That’s it! You’ve had it with this kid.
And you know, until you talk to your son about his behavior and present his options, he’s likely just to keep on taking advantage of you.
You just hope he treats his boss better than he treats his parents.
Writing a letter to a disrespectful teenage son is a job in itself.
So, we’ve put together some ideas to help you get started.
How Do You Deal with a Disrespectful Grown Son?
Who is this scowling giant potato person, and what has he done to your sweet little angel-boy?
You can’t remember the last time he offered to help out with anything or thanked you for all you do for him.
In fact, he’s more likely to do one or more of the following:
- Complain when his laundry isn’t washed, dried, and folded for him;
- Complain if the food you make isn’t to his liking;
- Criticize your frugality while he wastes money on things he doesn’t need;
- Block or take your parking spot in the garage;
- Accuse you of playing favorites with your kids—to his disadvantage;
- Constantly judge you for your parenting fails (real or imagined);
- Use guilt to manipulate you into giving him money or what he wants.
You know you’re still his parent, and you still love the kid, but you’re finding it impossible to like him. And you’re not alone in that.
The thing is, he doesn’t want to listen to you when you start off with “We need to talk.” And his spidey senses tingle when you so much as think about staging an intervention.
So, why not write him a letter instead? I mean, you’ve tried everything else.
How to Write a Letter to My Disrespectful Son
Now that you’re at least partially sold on the idea of writing this letter, where do you begin?
We respectfully suggest not leading with “A letter to my disrespectful son.” You want him actually to read the thing and give it thoughtful consideration.
And he’s unlikely to do that if he feels attacked right from the beginning (even if he deserves it).
1. Outline the behaviors you need to address.
You don’t want him accusing you of writing him a “book” that he doesn’t have time or the patience to read. Think of how blog posts are formatted — with lots of short paragraphs. Then start by listing the behaviors you want to discuss with him.
List out the things that bother you the most and spend some time fleshing out your outline by articulating why those behaviors are so frustrating.

* TASKS:
1: In the article about writing to a disrespectful son, what opening line does it suggest not leading with?
2: Retype the part of the article about writing to a disrespectful son starting with "1. Outline the" and going on through "discuss with him.".

* PROVIDED MATERIAL:
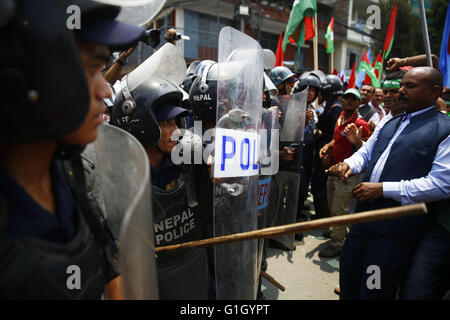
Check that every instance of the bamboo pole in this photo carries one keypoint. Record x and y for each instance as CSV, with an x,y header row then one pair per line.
x,y
348,219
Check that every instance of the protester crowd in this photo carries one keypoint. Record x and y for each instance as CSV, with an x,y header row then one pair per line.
x,y
354,149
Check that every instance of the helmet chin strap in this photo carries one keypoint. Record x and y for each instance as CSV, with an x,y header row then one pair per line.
x,y
67,152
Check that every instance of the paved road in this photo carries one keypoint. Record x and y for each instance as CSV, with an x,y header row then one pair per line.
x,y
304,275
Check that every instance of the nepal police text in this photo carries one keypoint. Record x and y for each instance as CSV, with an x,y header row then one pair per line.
x,y
172,228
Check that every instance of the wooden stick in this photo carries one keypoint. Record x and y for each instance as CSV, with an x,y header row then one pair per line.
x,y
348,219
273,281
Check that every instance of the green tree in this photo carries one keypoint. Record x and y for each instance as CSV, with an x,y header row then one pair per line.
x,y
436,20
408,39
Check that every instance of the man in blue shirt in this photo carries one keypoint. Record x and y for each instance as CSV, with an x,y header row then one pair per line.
x,y
407,163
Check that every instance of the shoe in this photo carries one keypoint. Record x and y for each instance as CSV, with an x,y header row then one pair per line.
x,y
329,252
278,245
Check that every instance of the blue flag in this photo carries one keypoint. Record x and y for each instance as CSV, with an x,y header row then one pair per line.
x,y
444,59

* ANSWERS TO THE PROBLEMS:
1: "A letter to my disrespectful son."

2:
1. Outline the behaviors you need to address.
You don’t want him accusing you of writing him a “book” that he doesn’t have time or the patience to read. Think of how blog posts are formatted — with lots of short paragraphs. Then start by listing the behaviors you want to discuss with him.